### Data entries
┄┄┄┄┄┄┄┄┄┄

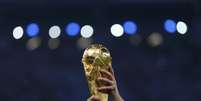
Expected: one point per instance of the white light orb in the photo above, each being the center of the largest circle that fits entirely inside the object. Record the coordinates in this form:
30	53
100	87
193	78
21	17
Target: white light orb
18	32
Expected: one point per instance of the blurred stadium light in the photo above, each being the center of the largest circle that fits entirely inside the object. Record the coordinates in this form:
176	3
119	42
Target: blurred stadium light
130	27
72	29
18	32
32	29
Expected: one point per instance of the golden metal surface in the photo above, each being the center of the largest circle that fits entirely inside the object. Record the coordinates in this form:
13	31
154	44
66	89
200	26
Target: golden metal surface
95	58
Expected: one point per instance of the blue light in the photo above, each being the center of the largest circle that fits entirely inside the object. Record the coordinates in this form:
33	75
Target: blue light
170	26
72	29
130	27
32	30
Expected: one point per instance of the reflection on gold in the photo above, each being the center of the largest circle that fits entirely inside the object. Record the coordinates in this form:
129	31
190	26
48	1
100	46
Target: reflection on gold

┄┄┄┄┄┄┄┄┄┄

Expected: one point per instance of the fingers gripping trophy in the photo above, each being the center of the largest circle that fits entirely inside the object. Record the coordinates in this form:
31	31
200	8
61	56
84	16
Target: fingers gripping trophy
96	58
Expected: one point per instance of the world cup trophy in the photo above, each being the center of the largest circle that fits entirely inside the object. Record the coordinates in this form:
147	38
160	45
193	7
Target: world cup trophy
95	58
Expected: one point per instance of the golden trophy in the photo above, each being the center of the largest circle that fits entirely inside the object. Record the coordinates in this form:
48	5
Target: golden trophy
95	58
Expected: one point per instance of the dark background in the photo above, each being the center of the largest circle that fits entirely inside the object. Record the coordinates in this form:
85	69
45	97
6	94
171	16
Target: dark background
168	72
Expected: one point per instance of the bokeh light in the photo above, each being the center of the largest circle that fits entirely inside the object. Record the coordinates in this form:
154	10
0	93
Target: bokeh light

┄┄┄┄┄┄┄┄┄┄

Gather each line of the data above that contains the word "metal".

### SOLUTION BELOW
Expected: one point per instance of the golden metal surface in the photo above, each being the center of the largest circle that fits entirely inside the object. Record the coordinates in this form:
Target: golden metal surface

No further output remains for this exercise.